Exercise objective:
Write out the listing below from the line containing "the sheep's back" to its last line, unaltered, ends included.

(Point labeling examples)

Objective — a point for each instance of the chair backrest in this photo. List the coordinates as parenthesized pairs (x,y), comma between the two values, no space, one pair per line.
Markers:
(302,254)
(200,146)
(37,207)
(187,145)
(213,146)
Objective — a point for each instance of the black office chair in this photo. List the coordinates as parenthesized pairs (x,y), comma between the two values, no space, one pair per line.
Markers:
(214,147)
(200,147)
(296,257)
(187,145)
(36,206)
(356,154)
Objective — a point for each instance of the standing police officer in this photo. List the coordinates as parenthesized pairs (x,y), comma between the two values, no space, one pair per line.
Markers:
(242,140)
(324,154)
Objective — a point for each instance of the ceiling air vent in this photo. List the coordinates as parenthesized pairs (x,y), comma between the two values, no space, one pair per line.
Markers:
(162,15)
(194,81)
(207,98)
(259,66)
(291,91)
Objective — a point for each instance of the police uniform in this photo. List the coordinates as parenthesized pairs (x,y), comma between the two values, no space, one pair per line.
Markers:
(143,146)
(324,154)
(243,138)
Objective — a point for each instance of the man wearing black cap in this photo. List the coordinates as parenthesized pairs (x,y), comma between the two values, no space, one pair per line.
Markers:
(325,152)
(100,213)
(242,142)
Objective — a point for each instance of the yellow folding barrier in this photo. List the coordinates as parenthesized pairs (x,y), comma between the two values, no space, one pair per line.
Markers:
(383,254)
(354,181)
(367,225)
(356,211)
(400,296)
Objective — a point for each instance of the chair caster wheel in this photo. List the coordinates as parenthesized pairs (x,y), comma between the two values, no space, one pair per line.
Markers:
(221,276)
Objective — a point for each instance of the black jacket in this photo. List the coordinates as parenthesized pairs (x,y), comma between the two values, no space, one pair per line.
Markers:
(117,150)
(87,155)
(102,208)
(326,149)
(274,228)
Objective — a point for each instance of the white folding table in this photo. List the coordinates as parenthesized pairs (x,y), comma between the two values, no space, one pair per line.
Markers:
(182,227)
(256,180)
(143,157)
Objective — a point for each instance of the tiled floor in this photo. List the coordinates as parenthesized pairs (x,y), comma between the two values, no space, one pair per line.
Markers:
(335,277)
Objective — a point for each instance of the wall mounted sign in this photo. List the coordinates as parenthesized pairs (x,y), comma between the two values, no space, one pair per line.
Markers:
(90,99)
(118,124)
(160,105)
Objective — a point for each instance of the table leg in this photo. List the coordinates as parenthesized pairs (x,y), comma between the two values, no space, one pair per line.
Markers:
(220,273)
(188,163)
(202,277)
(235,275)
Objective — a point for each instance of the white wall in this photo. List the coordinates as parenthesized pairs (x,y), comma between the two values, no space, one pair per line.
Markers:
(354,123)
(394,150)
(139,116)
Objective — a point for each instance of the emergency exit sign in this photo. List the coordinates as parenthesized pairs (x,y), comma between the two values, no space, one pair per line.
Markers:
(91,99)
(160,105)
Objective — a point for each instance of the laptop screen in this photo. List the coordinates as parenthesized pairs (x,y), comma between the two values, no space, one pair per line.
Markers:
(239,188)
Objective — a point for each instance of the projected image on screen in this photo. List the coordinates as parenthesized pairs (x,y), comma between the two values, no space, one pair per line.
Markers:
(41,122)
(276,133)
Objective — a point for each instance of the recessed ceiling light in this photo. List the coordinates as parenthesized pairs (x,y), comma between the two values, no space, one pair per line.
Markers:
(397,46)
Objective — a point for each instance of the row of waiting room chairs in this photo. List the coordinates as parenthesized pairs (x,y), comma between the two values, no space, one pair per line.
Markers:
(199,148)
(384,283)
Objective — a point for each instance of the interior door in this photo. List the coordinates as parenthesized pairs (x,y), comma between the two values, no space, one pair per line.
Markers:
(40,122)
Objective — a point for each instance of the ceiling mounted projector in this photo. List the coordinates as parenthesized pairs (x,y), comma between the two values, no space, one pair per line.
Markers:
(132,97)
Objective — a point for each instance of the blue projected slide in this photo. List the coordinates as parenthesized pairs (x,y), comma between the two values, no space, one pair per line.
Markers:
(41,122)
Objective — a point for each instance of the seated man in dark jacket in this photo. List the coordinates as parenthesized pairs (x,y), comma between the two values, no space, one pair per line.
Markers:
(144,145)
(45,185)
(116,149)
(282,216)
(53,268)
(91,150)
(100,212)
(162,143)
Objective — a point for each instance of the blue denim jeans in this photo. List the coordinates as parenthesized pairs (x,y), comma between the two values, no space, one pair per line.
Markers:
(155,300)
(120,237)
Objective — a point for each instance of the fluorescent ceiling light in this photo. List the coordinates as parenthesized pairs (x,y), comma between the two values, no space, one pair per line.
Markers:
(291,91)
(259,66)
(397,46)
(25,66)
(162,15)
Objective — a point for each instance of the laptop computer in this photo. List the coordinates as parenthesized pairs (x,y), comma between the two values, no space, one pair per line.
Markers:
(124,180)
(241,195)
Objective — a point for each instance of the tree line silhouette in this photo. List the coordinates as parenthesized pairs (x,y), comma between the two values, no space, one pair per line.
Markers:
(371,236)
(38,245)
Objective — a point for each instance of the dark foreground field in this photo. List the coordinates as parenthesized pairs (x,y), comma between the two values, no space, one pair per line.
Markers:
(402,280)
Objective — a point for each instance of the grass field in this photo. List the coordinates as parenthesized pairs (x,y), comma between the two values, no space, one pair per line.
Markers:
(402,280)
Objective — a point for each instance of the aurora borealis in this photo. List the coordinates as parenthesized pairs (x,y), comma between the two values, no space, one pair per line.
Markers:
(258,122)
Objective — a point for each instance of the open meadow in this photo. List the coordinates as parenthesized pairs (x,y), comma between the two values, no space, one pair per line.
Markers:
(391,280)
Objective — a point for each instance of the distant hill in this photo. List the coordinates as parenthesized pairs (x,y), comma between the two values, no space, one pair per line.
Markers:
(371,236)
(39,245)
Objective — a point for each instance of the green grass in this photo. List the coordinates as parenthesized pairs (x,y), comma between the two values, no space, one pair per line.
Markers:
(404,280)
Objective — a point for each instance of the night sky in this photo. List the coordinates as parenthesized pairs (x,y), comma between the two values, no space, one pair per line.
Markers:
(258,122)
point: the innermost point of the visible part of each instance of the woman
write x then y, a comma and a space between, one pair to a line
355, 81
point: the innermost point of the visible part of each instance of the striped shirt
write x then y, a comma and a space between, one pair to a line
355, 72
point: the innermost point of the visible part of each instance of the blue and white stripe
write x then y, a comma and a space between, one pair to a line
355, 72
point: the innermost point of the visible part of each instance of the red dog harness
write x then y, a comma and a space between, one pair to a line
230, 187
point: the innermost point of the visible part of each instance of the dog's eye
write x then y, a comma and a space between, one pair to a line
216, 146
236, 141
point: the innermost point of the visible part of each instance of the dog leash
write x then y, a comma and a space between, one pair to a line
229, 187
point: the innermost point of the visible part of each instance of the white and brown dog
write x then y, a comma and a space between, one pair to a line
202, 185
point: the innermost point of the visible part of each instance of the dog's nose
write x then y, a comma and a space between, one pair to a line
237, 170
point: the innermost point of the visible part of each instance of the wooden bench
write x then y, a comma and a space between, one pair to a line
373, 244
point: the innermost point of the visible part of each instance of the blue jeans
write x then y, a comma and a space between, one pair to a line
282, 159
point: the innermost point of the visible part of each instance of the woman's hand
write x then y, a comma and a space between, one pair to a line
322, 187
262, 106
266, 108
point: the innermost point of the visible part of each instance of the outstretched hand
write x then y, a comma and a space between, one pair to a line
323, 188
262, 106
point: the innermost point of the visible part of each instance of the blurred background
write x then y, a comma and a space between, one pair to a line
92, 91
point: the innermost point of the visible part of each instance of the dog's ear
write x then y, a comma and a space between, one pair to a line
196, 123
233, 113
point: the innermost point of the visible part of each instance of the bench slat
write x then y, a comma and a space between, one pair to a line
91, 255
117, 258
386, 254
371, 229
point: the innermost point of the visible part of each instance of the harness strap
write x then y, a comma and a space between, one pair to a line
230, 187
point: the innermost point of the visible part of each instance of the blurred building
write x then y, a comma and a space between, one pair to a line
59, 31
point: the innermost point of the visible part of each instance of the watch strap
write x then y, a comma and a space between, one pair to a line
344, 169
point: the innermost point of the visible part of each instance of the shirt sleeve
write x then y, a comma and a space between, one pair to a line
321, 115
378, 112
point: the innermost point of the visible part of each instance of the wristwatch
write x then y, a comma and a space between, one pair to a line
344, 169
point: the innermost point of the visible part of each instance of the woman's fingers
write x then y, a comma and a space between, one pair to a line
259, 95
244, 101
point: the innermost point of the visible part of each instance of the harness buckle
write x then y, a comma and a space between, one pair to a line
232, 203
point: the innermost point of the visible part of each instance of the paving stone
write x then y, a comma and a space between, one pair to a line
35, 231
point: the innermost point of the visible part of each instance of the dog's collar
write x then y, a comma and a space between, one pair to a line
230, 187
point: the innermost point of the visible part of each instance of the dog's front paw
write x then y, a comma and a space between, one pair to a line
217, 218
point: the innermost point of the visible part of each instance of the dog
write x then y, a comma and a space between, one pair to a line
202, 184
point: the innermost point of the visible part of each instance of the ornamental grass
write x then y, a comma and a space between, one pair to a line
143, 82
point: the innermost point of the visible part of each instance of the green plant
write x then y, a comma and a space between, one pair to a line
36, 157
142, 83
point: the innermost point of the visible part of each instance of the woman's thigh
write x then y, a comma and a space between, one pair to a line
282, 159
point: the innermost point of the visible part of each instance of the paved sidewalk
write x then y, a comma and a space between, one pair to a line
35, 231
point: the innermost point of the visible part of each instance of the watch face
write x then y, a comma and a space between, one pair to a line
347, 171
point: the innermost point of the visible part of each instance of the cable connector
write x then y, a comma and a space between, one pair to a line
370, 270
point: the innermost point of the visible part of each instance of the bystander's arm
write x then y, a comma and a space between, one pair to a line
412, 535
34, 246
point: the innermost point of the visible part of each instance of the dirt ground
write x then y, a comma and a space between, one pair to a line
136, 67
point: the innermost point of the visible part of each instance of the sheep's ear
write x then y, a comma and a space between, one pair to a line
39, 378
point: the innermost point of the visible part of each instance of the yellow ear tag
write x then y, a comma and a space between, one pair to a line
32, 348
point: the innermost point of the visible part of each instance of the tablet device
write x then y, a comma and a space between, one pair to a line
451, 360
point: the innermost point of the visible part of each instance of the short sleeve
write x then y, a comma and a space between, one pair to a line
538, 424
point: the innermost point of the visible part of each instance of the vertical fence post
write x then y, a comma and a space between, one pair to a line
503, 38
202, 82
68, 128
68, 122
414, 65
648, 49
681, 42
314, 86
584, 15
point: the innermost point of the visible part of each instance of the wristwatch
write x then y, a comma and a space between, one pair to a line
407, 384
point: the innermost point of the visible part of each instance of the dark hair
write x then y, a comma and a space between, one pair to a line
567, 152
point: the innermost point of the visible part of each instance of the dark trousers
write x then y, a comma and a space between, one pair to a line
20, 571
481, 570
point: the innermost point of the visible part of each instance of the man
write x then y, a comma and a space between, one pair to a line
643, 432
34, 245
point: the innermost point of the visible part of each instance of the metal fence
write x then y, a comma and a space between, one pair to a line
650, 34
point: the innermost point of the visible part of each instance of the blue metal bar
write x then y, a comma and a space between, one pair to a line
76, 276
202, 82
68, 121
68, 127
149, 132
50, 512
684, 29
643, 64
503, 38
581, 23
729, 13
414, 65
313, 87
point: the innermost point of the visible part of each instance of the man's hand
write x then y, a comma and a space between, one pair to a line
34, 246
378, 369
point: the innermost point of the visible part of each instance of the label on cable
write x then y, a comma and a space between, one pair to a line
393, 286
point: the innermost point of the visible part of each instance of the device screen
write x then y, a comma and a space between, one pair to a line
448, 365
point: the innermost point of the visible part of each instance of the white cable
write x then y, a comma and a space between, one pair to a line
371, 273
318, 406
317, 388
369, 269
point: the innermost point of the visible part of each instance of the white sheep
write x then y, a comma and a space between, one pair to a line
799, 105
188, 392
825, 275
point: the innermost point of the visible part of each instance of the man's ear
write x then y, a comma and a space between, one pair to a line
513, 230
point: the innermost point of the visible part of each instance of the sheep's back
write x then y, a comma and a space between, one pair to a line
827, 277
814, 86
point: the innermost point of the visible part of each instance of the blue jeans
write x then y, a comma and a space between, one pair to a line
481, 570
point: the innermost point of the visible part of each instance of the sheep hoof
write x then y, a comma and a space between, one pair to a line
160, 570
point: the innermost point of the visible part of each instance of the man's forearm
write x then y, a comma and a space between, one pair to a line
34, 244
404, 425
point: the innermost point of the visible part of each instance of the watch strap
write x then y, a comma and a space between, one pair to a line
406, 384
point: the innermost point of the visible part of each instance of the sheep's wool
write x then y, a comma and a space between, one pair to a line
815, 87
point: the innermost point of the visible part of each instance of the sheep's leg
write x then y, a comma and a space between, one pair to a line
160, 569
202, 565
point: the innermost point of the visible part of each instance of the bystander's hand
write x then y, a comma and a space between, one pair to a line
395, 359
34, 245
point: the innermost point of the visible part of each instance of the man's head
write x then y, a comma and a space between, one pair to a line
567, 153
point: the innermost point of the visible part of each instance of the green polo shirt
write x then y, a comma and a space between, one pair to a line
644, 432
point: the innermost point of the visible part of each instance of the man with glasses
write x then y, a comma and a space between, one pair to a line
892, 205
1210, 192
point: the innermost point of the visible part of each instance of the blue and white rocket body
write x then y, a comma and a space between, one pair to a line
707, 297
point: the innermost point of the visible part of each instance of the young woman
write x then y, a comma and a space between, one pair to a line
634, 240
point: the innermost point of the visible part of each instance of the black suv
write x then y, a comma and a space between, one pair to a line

Result for this task:
point: the innermost point of the visible part of each instance of the sheep's back
write x then y, a comma and a space between, one pair to a line
827, 277
814, 86
point: the innermost point of the visible part of each instance of the blue jeans
write x then y, a comma and a space between, one pair to a line
481, 570
point: the innermost point of the visible part of each instance of the sheep hoof
write x then y, a comma and a space between, one pair to a line
160, 570
point: the innermost point of the visible part of each instance of the man's forearm
write x then y, a comma and a space between, one pair to a line
34, 244
404, 425
point: the innermost point of the visible part of each instance of the watch strap
write x then y, a comma and a space between, one pair to a line
406, 384
point: the innermost point of the visible part of each instance of the sheep's wool
write x then y, a comma and a space between, one pair to a line
815, 87
point: the innermost point of the visible part of each instance of the sheep's leg
write x then y, a comma and a space between, one pair to a line
160, 569
202, 565
point: the innermost point of the visible part of each instance of the bystander's hand
write x then y, a comma and a space between, one pair to a line
395, 359
34, 245
point: the innermost point of the visible part of each instance of the man's head
write x then y, a comma and a space between, one pair to a line
567, 153
point: the innermost point of the visible part of each instance of the green polo shirt
write x then y, a comma and a space between, one pair to a line
644, 432
point: the innermost point of the visible part of each instance of the man with glasses
write x then y, a comma and a space between, one pair to a line
892, 205
1210, 192
point: the innermost point of the visible part of each instance of the blue and white rocket body
write x then y, a comma and a space between, one pair to a line
707, 297
point: the innermost point of the visible part of each instance of the young woman
write x then y, a comma and a space between, one pair to a line
634, 240
point: the innermost point of the visible part of each instance of the black suv
write x then y, a comma and a space between, one pair to a line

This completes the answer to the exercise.